◆ Problem to work on: Write out the data again exactly, skipping every picture.
+===+
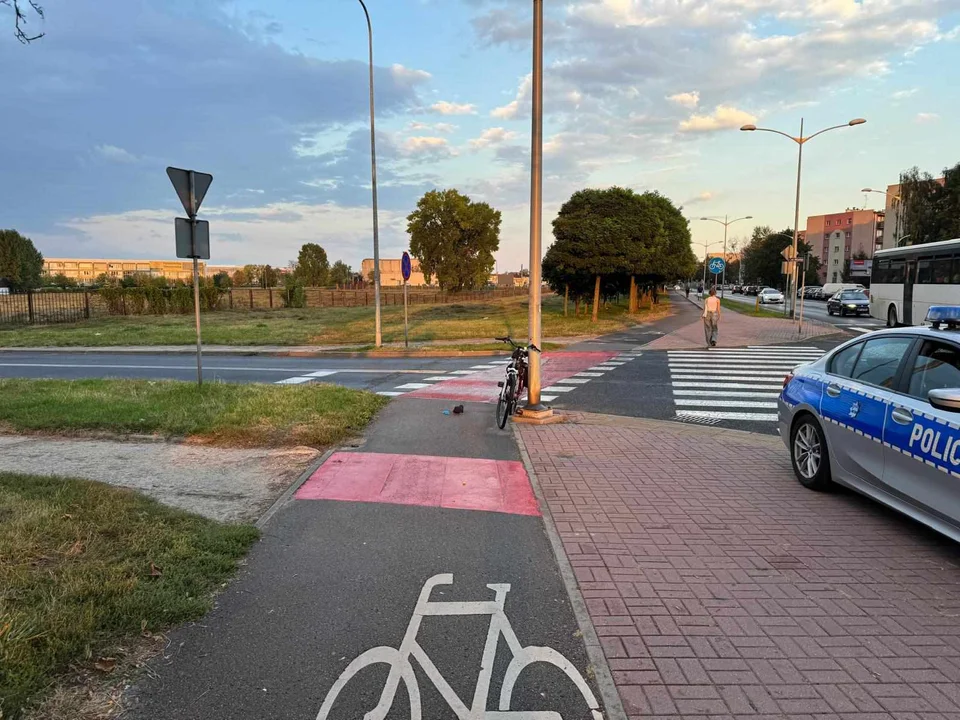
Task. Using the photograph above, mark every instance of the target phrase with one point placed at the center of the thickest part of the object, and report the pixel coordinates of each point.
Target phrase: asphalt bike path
(410, 574)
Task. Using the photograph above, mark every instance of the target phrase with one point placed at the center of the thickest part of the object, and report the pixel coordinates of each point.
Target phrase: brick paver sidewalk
(737, 330)
(722, 588)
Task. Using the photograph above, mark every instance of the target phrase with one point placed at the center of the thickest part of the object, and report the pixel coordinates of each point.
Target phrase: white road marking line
(722, 371)
(726, 393)
(731, 386)
(719, 415)
(692, 402)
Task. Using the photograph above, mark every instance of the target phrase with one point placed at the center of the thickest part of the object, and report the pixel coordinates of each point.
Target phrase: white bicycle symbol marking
(401, 667)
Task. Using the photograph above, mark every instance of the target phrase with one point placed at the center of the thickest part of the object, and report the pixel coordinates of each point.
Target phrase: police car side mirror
(945, 399)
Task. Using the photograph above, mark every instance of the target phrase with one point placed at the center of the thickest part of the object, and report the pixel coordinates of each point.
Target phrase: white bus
(906, 281)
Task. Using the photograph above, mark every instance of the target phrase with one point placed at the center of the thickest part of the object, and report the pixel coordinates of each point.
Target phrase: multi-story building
(838, 237)
(85, 270)
(390, 275)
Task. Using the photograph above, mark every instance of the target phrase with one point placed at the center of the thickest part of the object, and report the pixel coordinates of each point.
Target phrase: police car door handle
(902, 416)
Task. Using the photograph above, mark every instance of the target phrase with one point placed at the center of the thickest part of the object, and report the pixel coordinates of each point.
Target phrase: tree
(762, 257)
(454, 239)
(20, 18)
(341, 274)
(313, 268)
(21, 264)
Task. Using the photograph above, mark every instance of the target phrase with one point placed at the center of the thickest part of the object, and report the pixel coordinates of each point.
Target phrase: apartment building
(86, 270)
(837, 237)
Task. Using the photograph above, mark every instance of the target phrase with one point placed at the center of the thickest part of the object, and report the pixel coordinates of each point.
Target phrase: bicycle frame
(410, 648)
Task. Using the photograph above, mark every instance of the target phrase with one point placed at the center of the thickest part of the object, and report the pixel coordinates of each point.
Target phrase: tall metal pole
(726, 224)
(196, 273)
(373, 182)
(796, 227)
(536, 206)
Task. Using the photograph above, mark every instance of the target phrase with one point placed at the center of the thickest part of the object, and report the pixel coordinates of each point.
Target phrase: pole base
(538, 416)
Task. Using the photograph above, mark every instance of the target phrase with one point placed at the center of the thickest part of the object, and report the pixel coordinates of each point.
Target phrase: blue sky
(271, 97)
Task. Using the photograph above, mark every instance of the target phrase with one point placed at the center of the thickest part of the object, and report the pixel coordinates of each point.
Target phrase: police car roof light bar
(948, 315)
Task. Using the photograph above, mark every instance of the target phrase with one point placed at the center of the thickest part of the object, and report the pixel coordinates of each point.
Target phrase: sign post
(192, 236)
(405, 271)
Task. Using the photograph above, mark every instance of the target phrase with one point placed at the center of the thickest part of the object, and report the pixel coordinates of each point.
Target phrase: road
(817, 310)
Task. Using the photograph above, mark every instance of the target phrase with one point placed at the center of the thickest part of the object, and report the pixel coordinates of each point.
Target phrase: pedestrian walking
(711, 319)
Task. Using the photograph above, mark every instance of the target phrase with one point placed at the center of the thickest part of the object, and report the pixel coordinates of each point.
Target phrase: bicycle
(401, 666)
(516, 381)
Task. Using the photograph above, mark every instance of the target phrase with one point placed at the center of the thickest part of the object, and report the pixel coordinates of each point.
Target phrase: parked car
(879, 414)
(770, 296)
(849, 302)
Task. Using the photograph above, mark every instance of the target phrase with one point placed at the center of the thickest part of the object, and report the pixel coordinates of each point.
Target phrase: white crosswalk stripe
(736, 384)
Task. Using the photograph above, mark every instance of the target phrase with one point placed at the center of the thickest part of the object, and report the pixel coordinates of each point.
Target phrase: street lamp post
(896, 201)
(726, 223)
(533, 405)
(378, 337)
(800, 140)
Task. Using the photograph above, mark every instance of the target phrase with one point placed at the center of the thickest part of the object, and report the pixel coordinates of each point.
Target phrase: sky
(271, 97)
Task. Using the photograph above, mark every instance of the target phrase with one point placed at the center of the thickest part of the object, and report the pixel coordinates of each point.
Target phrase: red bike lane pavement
(412, 573)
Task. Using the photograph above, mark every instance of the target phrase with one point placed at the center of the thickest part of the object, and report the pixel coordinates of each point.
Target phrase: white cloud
(521, 102)
(409, 76)
(115, 154)
(425, 145)
(491, 137)
(723, 118)
(688, 100)
(448, 108)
+===+
◆ Task solution:
Task. Using the photograph above, mark every instance of the target phrase with one point placed at the center of the thickest part of the object, and report the pixel coordinates of each point.
Target phrase: asphalt bike path
(410, 574)
Task. Using the photograph above, mark every instance of the target phrase with one point placed at the center of the thickest part of the object, and report the pixel coordinates of each point.
Target phrase: brick paver sidewalk
(737, 330)
(722, 588)
Task. Using the photograph above, mark every instance of the target phrase with one point placed at the center of the thickest part of the object, and report the pixel coordinates of each point.
Target phrase: white road marking line
(722, 371)
(726, 393)
(731, 386)
(719, 415)
(692, 402)
Task. Using the photograph above, mark every instance of the target phrase with one point placed at the center of the thickest part of the object, and report the pixel coordinates of each point.
Target phrase: white bicycle symbol marking
(401, 667)
Task. Using the photograph above, mark every instance of the target phrase with one point placed at the center of the thickest part of the object, and report the pixel coordinates of each point.
Target phrase: police car side mirror
(945, 399)
Task. Using the photograph above, mark every instance of the target phrase with one point placed at the center of the thickest part of the object, and report the pixel coordinates of each point.
Target phrase: white bus
(906, 281)
Task. Using the photograph above, mark every instance of the target phrase with one point placed at the center of the thickest part of the object, and report the pixel coordinates of each point.
Target phrase: multi-story building
(838, 237)
(85, 270)
(390, 275)
Task. Using the photograph above, mark every instance of the target phrase with one point placed at the center of the thickest part of the object, and report the pixel coordinates of each point.
Target phrase: police car door handle
(902, 416)
Task. Using the photograph above, mark every instance of the target phrase with one point placed at the center of the thickest part of the object, and report the pixel coordinates of each point.
Target phrase: tree
(762, 257)
(454, 239)
(20, 18)
(341, 274)
(313, 268)
(21, 264)
Task. Using the photograph above, mark every instance of the target phrase with one point placed at the center of the thickest part of the object, and report the pixel coordinates of each point.
Target phrase: apartment building
(86, 270)
(837, 237)
Task. Using the photograph above, mark every instance of the target phrase with one point placed at the center of the thickest part of the object, and report the pixel coordinates of each point.
Target phrase: bicycle frame
(410, 648)
Task. Using the photograph above, mark every instance of the target phrase with one point placed at the center of the thickest part of the object, and report the pixel coordinates of each point.
Target phrase: tall metal pole
(726, 224)
(196, 273)
(373, 182)
(796, 227)
(536, 206)
Task. Using the photograph above, mark every instance of the target phrase with one point placed at the center of the thickest part of the object, and report the pixel coordinates of each point.
Target phrase: pole base
(538, 416)
Task. Using the photograph above, mark every instance of the target phrase with one point placed at the center of the thickest part of the object, and report the pixel coordinates of each point.
Target phrase: blue sky
(271, 97)
Task. Using the photograph above, mark every instance of the target phrase with one point placed at the center of the thickest part of the object, and report the pixel coordinates of each point.
Target phrase: police car roof light bar
(948, 315)
Task. Using the photograph above, mark every instance of the target phrase with one point placed at the center of the thickest part of the object, and report the pixel coordinates of each point.
Target phrase: sign post
(192, 236)
(405, 271)
Task. Using the photograph above, mark every instance of the target phrase with one point placed at the center of the thickest part of the object, and report the pixel coordinates of each point.
Target phrase: road
(817, 310)
Task. Using the photograph above, mark every instance of the target phrase with one point placed at the center of the thickest part of the object, and report the pixel coordinates of each point.
Target phrase: pedestrian walking
(711, 319)
Task. Using the photograph above, mark every instance of the target phrase with one point placed at the center of the thickest part of the object, and report the pixel coordinates of each point.
Target phrase: bicycle
(401, 666)
(516, 381)
Task. Using the photograph above, mark every instance of the target phrase with one point placed at the center of the thickest part of the object, and report the pixel coordinates of each point.
Target phrase: parked car
(879, 414)
(770, 296)
(849, 302)
Task. Using the photograph above, mark every instance of the target phrase with one point placed at the center of the thickest part of the object, and report the pixel coordinates of each point.
Target phrase: white crosswalk stripe
(736, 384)
Task. Using the photograph above, mark every instance of the target phrase with one point placed at the center of the thickest part of the object, and report the pixel coordinates of each point.
Target phrase: street lamp post
(896, 201)
(726, 223)
(533, 405)
(378, 337)
(800, 140)
Task. Using the photograph above, mark every instance of the target phrase with one point placed at the center of the thickest part of the object, and report the pixel coordinates of each point.
Target phrase: sky
(271, 97)
Task. Using the photograph above, mark every instance of the target phrase with one point placed at the center of the thickest part of the object, and report the pixel coordinates of each point.
Target phrase: red bike lane pavement
(412, 573)
Task. Using the photograph above, mark every instance of the target phrase with one point placed at the center of the thickest part of the object, and report the pixel coordinates of each point.
Target phrase: white cloud
(521, 102)
(409, 76)
(115, 154)
(425, 145)
(491, 137)
(723, 118)
(688, 100)
(448, 108)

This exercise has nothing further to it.